● **What you should do**
This exercise calls for the records to be returned exactly, with images removed.

[Records to use]

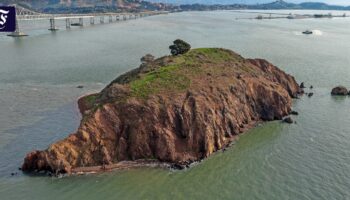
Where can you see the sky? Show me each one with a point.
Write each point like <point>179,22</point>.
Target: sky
<point>333,2</point>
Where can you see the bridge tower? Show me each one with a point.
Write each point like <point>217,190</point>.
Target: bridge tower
<point>53,26</point>
<point>81,21</point>
<point>17,32</point>
<point>67,23</point>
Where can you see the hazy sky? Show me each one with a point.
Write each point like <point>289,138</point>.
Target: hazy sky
<point>333,2</point>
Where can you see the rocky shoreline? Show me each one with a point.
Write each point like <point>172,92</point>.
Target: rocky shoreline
<point>174,111</point>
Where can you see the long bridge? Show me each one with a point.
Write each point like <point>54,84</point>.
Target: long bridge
<point>23,14</point>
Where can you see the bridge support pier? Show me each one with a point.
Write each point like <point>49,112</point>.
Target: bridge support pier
<point>81,22</point>
<point>67,23</point>
<point>17,32</point>
<point>53,25</point>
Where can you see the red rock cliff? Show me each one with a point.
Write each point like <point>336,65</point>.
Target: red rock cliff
<point>173,109</point>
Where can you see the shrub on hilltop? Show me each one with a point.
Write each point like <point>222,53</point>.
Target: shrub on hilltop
<point>179,47</point>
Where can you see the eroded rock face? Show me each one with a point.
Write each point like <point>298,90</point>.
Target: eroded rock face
<point>340,90</point>
<point>223,99</point>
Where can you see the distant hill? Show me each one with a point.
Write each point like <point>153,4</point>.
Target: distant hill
<point>87,6</point>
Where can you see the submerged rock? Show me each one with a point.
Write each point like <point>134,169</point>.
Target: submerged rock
<point>293,112</point>
<point>340,90</point>
<point>173,111</point>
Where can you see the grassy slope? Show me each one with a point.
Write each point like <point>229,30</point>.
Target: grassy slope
<point>177,75</point>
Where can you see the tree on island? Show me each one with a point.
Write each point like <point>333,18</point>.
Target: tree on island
<point>179,47</point>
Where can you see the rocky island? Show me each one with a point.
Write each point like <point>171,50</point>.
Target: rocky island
<point>175,109</point>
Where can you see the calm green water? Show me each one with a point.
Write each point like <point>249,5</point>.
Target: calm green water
<point>307,160</point>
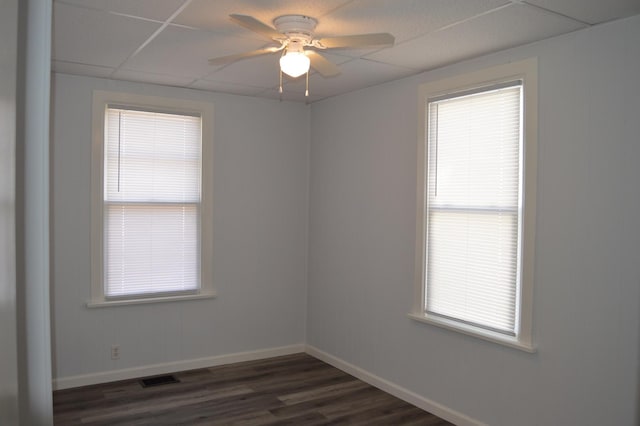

[/Records to use]

● **Written reply**
Where can you see the sky? Show me each one with a point.
Write each point like <point>179,22</point>.
Target: sky
<point>333,2</point>
Where can you see the bridge tower? Show me each one with a point.
Write each point like <point>217,190</point>.
Target: bridge tower
<point>53,26</point>
<point>81,21</point>
<point>17,32</point>
<point>67,23</point>
Where can you see the hazy sky? Show me each one with a point.
Write each point like <point>289,138</point>.
Target: hazy sky
<point>333,2</point>
Where can you see the rocky shoreline? Show me each one with a point.
Write each point like <point>172,92</point>.
Target: rocky shoreline
<point>174,111</point>
Where can you see the long bridge? Show me each one with a point.
Write each point like <point>54,84</point>.
Target: long bridge
<point>23,14</point>
Where can you see the bridge support pier? Show me each one with a point.
Write each point like <point>49,112</point>.
Target: bridge support pier
<point>81,22</point>
<point>67,23</point>
<point>17,32</point>
<point>53,25</point>
Where can you see the red rock cliff? Show me each one with a point.
Write each point like <point>336,65</point>.
Target: red rock cliff
<point>173,109</point>
Where can you see the shrub on hilltop? Show me each one with a point.
Write each point like <point>222,53</point>.
Target: shrub on hilltop
<point>179,47</point>
Where can you see the eroded rock face? Show me each one with a point.
Write each point like <point>298,90</point>.
Target: eroded rock face
<point>340,90</point>
<point>223,99</point>
Where can you see the distant hill? Show me each one with a point.
Write each point like <point>153,4</point>.
Target: distant hill
<point>87,6</point>
Where can you see the submerged rock? Show me each one with a point.
Write each point like <point>134,169</point>.
Target: submerged rock
<point>293,112</point>
<point>340,90</point>
<point>173,111</point>
Where can you see the grassy slope? Show me each one with a point.
Write each point like <point>229,30</point>.
Target: grassy slope
<point>177,75</point>
Where can you see the tree on island? Show me each one with a point.
Write each point like <point>333,18</point>.
Target: tree on island
<point>179,47</point>
Where can you see the rocky island? Show me each one with a point.
Write each point like <point>171,50</point>.
Target: rocky island
<point>175,109</point>
Where can you see the calm green water? Show me each one with a point.
Write each point like <point>249,5</point>.
Target: calm green water
<point>307,160</point>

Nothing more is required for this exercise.